▶ **The problem**:
A word-for-word transcription of the data below is required.

▶ **Supplied information**:
——
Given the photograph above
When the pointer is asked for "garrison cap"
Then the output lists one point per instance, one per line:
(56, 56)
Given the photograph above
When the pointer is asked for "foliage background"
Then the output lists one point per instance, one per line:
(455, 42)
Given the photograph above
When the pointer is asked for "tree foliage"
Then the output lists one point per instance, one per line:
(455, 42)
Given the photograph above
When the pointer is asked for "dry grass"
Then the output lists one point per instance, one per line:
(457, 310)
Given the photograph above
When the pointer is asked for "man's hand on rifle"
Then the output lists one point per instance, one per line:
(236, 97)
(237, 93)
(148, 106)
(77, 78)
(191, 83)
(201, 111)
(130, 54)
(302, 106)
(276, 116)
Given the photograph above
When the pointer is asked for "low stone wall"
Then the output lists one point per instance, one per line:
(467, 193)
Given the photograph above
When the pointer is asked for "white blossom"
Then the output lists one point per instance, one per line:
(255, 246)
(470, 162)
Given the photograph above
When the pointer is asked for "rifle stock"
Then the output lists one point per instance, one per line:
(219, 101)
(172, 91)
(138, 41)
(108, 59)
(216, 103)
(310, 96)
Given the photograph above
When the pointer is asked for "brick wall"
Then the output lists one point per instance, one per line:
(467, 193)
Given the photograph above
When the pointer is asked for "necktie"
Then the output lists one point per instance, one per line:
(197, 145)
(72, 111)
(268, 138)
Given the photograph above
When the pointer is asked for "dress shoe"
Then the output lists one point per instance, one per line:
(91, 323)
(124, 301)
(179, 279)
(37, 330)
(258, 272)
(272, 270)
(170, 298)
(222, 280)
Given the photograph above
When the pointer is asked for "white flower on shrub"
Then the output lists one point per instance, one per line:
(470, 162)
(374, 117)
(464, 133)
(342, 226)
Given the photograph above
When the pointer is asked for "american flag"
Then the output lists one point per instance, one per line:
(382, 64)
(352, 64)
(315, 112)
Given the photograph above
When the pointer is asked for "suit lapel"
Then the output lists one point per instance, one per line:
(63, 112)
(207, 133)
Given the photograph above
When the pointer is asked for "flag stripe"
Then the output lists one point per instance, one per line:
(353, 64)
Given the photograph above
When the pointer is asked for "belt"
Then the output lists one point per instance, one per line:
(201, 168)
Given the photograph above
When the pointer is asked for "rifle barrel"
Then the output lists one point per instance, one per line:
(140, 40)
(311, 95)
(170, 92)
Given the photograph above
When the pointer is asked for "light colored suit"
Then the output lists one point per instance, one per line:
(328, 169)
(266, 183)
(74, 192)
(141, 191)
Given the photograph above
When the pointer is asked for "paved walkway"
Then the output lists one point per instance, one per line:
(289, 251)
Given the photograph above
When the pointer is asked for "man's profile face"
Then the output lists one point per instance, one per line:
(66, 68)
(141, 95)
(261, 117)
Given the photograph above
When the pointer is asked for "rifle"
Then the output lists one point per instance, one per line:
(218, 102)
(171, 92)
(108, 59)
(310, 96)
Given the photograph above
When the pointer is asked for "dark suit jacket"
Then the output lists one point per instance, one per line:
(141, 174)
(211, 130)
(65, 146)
——
▶ **Answer space**:
Given the photograph above
When the pointer is asked for "garrison cap"
Then the output lists one point per instance, one per line:
(56, 56)
Given the photograph above
When the pointer is asked for "foliage background"
Then the output lists one point per instance, one per line:
(455, 42)
Given the photograph above
When the pointer is asked for "tree foliage"
Then the output lists one point per instance, one per line:
(455, 42)
Given the photograph above
When the pointer is asked for "dry grass"
Then the output lists one point per instance, one per line:
(457, 310)
Given the photograph above
When the pointer is asked for "man's hand on rifle"
Then the output lists one point per instance, one per line:
(236, 97)
(237, 93)
(148, 106)
(77, 78)
(191, 83)
(201, 111)
(130, 54)
(302, 106)
(276, 116)
Given the photograph above
When the pointer is asked for "low stone wall"
Then the output lists one point per instance, one per line:
(467, 193)
Given the photograph above
When the pointer is asked for "white blossom"
Then the output lists one point per instance, one per line:
(255, 246)
(470, 162)
Given the photograph above
When the pointer is asked for "rifle stock"
Then the output lists one point per instance, one per line:
(219, 101)
(172, 91)
(138, 41)
(108, 59)
(216, 103)
(310, 96)
Given the photograph above
When the pointer is asked for "brick wall"
Then the output lists one point per instance, one per line:
(467, 193)
Given the photograph above
When the pointer is asked for "necktie"
Then the output lists one point per instance, one per line:
(197, 145)
(72, 111)
(268, 138)
Given the photograph above
When the pointer is asked for "dress shoe"
Then the output lists one point per instance, one per line:
(91, 323)
(124, 301)
(179, 279)
(37, 330)
(258, 272)
(272, 270)
(170, 298)
(222, 280)
Given the photograph above
When the pointer is asked for "white flower on shrub"
Then the output lists one point per instance, one per line:
(470, 162)
(374, 117)
(464, 133)
(342, 226)
Given the photograph above
When the pointer is asked for "american flag"
Then the output lists one point per instance, one per line:
(382, 64)
(352, 64)
(315, 112)
Given the photograph above
When the pointer is asked for "suit lapel"
Then the output lists one point per instance, one per line:
(63, 112)
(207, 133)
Given the photograph above
When the pointer is asked for "flag stripe"
Then the output lists one point per instance, one per line:
(353, 64)
Given the photograph above
When the pointer is asked for "belt"
Then the output lists one point per instance, one per line:
(201, 168)
Given the photograph above
When the pointer is asked for "rifle barrel"
Then the output lists one point per instance, one per line:
(140, 40)
(311, 95)
(170, 92)
Given the photograph above
When the pointer is asked for "light colored suit"
Then the output lists one point per instance, one per line:
(328, 169)
(266, 183)
(74, 192)
(141, 191)
Given the photograph above
When the pointer is asked for "paved walkway"
Then the output lists one point per instance, one per line:
(289, 251)
Given the photograph above
When the pointer is asked for "man's profile face"
Then the output lists one point per instance, one per line:
(66, 68)
(141, 95)
(261, 117)
Given the photograph above
When the pointer is asked for "rifle"
Then the output lists one point per instance, one per line:
(218, 102)
(171, 92)
(108, 59)
(310, 96)
Given the photograph above
When the pointer is asked for "dark suit jacket"
Then the output lists one point per instance, one per line:
(141, 174)
(211, 130)
(65, 146)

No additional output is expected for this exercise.